**VORLIEGENDER TEXT**.
Wie ist das, wenn man vier Töchter hat, Tillmann Prüfer?

Fotocredit: Max Zerrahn
Tillmann Prüfer ist Mitglied der Chefredaktion des Zeit Magazins, Buchautor, Kolumnist – und Vater von vier Mädchen: Luna (20), Lotta (14), Greta (12) und Juli (6). Über sein Leben als Papa schreibt er wöchentlich in der Kolumne "Prüfers Töchter", die im Zeit Magazin erscheint. Aus dieser ist ein Buch entstanden: "Kriegt das Papa oder kann das weg?", erschienen im Rowohlt Verlag.  Tillmann arbeitet wie gegenwärtig viele Eltern mit seiner Frau und drei Kindern im Home-Office. Wir haben in einer raren, ruhigen Minute mit ihm über Rollenbilder, gelbe Bagger und, natürlich, das Leben im Corona-Ausnahmezustand, gesprochen.

Deine Frau und Du arbeitet gegenwärtig mit Kindern im Home-Office. Wie läuft es bei Euch?

**GESPEICHERTE DATEN**.

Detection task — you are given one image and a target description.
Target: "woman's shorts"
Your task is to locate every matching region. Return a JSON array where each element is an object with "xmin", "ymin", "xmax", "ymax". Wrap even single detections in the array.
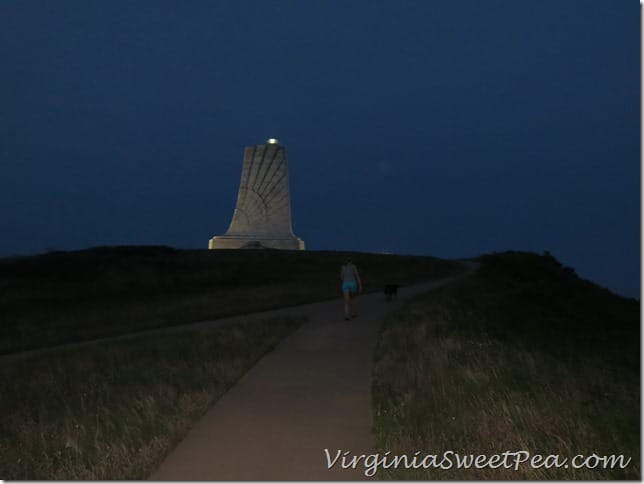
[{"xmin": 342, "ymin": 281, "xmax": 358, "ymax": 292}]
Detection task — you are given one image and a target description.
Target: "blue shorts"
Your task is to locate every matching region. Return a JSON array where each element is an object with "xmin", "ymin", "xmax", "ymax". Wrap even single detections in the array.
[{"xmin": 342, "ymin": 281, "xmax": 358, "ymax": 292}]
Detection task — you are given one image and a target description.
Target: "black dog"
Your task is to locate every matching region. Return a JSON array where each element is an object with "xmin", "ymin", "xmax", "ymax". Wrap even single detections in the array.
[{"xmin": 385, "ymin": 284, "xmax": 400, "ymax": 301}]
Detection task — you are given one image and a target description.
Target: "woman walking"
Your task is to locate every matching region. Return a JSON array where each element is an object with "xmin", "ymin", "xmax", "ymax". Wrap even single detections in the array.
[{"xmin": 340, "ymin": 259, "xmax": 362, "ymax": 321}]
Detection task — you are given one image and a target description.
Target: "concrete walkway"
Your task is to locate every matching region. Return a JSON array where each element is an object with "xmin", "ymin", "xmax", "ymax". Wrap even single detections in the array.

**ZU ERLEDIGENDE AUFGABEN**.
(a) Zitiere alle Zeilen unter „Gespeicherte Daten“ wortgetreu und vollständig. Lass die Bilder dabei weg.
(b) Schreibe das Interview mit Tillmann Prüfer im Anschluss an seinen letzten Satz weiter.

**ANTWORTEN JE AUFGABE**.
(a)
Detection task — you are given one image and a target description.
Target: "woman's shorts"
Your task is to locate every matching region. Return a JSON array where each element is an object with "xmin", "ymin", "xmax", "ymax". Wrap even single detections in the array.
[{"xmin": 342, "ymin": 281, "xmax": 358, "ymax": 292}]
Detection task — you are given one image and a target description.
Target: "blue shorts"
Your task is to locate every matching region. Return a JSON array where each element is an object with "xmin", "ymin", "xmax", "ymax". Wrap even single detections in the array.
[{"xmin": 342, "ymin": 281, "xmax": 358, "ymax": 292}]
Detection task — you are given one image and a target description.
Target: "black dog"
Your task is to locate every matching region. Return a JSON array where each element is an object with "xmin", "ymin", "xmax", "ymax". Wrap even single detections in the array.
[{"xmin": 385, "ymin": 284, "xmax": 400, "ymax": 301}]
Detection task — you are given one image and a target description.
Target: "woman walking"
Your task is to locate every matching region. Return a JSON array where each element is an object with "xmin", "ymin", "xmax", "ymax". Wrap even single detections in the array.
[{"xmin": 340, "ymin": 259, "xmax": 362, "ymax": 321}]
Detection task — you are given one image and a target description.
Target: "concrete walkway"
Your task is to locate every matching region. Return a JSON array where each element is an object with "xmin", "ymin", "xmax", "ymax". Wrap even single detections in the array.

(b)
“Genau, wir sind zu fünft im Home-Office, meine älteste Tochter hat sich zu ihrem Freund nach München abgesetzt. Die anderen Kinder sind in diversen Lerngruppen auf WhatsApp, bekommen Aufgaben und Lehrpläne per E-Mail und arbeiten auf Lernplattformen. Die Kombination aus Home-Office und Home-Schooling ist ganz schön tückisch. Es hat ja einen Grund, warum ich Redakteur bin – und nicht Lehrkraft. Bei uns herrschte in den ersten Tagen Chaos. Das sieht dann zum Beispiel so aus: Man macht sich den Vorsatz, dass man um 10 Uhr mit dem Unterricht beginnt. Dann setzt der Chef aber für 10 Uhr eine Video-Konferenz an. Man bemüht sich um Ordnung, aber irgendein Kind schmiert garantiert das Marmeladenbrot durch die Wohnung. Und als Elternteil hat man natürlich nicht die Autorität, die ein Klassenlehrer hat. Wenn mich meine 14-Jährige fragt, wie man einen Bruch mit zwei Unbekannten löst, macht mich das völlig fertig. Ich wusste nicht einmal, dass es das gibt.”


Hast Du nach den ersten Tagen Tipps für Eltern, die sich in der gleichen Situation befinden?

“Man ist ja zur Zeit mit den Menschen, die man am meisten mag, quasi eingesperrt. Das ist eine Notsituation, eine ganz und gar nicht erquickliche Angelegenheit, deswegen sollte man sich, finde ich, von dem Streben nach Perfektion frei machen und davon ausgehen, dass alle auch mal total voneinander genervt sind, anstatt den Zustand zu idealisieren und zu glauben, man macht es sich jetzt immer schön. Es hilft auch, SEHR an seiner Toleranzgrenze zu arbeiten. Außerdem gilt wie immer, wenn man von zu Hause arbeitet: Feierabend machen. Bei uns ist spätestens ab 19 Uhr der Laptop zu, dann piept, brummt und klingelt nichts mehr. Telefonieren finde ich wichtig, mit Oma und Opa, mit Freunden, mit Menschen, die man jetzt nicht sehen kann.”

Deine Kolumne ist sehr erfolgreich, dabei war sie ja ursprünglich gar nicht so geplant. Kannst Du erzählen, wie es dazu kam?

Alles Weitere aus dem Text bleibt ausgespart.